* _EXERCISE INSTRUCTIONS_
Rewrite the material below from its first line through the line containing "x=858 y=477", replacing "murky water" with "muddy water" and leaving all else unchanged. Give only those lines.

* _SUPPLIED MATERIAL_
——————

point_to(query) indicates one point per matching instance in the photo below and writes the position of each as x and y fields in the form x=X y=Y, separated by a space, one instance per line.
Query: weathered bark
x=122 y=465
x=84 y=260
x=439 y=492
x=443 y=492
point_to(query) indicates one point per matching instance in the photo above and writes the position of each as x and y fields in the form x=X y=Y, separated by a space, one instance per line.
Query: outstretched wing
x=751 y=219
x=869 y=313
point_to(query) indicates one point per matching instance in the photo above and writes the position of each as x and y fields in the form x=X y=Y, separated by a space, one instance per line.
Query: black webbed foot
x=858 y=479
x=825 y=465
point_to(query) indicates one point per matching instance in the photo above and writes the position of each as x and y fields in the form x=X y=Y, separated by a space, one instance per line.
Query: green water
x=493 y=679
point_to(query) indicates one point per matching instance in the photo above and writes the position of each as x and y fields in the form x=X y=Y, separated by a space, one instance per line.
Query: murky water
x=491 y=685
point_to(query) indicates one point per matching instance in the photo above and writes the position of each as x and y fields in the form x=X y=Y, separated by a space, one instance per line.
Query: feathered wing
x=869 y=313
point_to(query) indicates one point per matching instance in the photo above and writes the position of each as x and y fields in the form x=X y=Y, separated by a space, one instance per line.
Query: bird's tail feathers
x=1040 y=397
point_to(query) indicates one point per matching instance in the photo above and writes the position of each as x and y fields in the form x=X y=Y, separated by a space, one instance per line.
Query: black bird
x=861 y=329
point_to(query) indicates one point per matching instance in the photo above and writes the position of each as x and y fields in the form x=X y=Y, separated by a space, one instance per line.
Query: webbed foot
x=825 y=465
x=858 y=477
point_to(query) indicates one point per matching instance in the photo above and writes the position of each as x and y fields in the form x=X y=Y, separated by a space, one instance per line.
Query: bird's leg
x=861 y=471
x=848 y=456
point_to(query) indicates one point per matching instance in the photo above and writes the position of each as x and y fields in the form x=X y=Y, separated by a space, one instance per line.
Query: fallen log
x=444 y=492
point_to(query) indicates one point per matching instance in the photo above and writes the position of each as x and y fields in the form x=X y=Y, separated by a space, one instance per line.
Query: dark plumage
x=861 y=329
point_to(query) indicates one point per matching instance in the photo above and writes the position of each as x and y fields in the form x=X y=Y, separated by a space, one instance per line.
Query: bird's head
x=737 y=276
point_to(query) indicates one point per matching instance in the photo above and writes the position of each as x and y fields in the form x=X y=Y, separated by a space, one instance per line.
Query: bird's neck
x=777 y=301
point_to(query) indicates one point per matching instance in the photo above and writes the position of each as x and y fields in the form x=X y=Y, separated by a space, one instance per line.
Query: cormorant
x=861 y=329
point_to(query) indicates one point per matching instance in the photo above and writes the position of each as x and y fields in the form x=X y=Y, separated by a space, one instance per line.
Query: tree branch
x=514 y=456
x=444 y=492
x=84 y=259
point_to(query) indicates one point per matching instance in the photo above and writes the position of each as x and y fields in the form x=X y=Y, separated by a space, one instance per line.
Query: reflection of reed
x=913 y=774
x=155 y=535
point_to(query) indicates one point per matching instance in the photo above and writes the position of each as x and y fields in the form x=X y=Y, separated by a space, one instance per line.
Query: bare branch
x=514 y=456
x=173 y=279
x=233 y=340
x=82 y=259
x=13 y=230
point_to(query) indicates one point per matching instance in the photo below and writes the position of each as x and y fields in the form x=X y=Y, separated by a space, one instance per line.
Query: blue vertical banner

——————

* _RESULT BELOW_
point_to(query) indicates one point per matching instance in the photo below and writes the position of each as x and y fields in the form x=X y=Y, separated by a space, one instance per line.
Query: weathered bark
x=122 y=465
x=84 y=260
x=439 y=492
x=443 y=492
point_to(query) indicates one point per matching instance in the photo above and writes the position of each as x and y fields in the form x=X y=Y, separated by a space, one instance per line.
Query: outstretched wing
x=751 y=219
x=869 y=313
point_to(query) indicates one point per matching instance in the photo above and writes the position of each as x and y fields in the form x=X y=Y, separated by a space, one instance per line.
Query: black webbed foot
x=858 y=479
x=825 y=465
point_to(query) indicates one point per matching instance in the photo above and writes the position of each as x and y fields in the form x=X y=Y, separated by a space, one instance per line.
Query: green water
x=493 y=679
point_to(query) indicates one point per matching instance in the photo above and writes the position of each as x and y fields in the form x=X y=Y, separated by a space, one instance per line.
Query: muddy water
x=491 y=685
point_to(query) indicates one point per matching instance in the photo above and writes the position of each as x and y fields in the form x=X y=Y, separated by a space, one instance per line.
Query: feathered wing
x=869 y=313
point_to(query) indicates one point per matching instance in the photo above and writes the position of each as x and y fields in the form x=X y=Y, separated by a space, one instance per line.
Query: bird's tail feathers
x=1040 y=397
point_to(query) indicates one point per matching instance in the photo above and writes the position of each as x and y fields in the form x=X y=Y, separated by a space, one instance per line.
Query: black bird
x=861 y=329
point_to(query) indicates one point per matching instance in the photo above and writes the position of each as x and y fields in the form x=X y=Y, separated by a space, one instance per line.
Query: webbed foot
x=825 y=465
x=858 y=477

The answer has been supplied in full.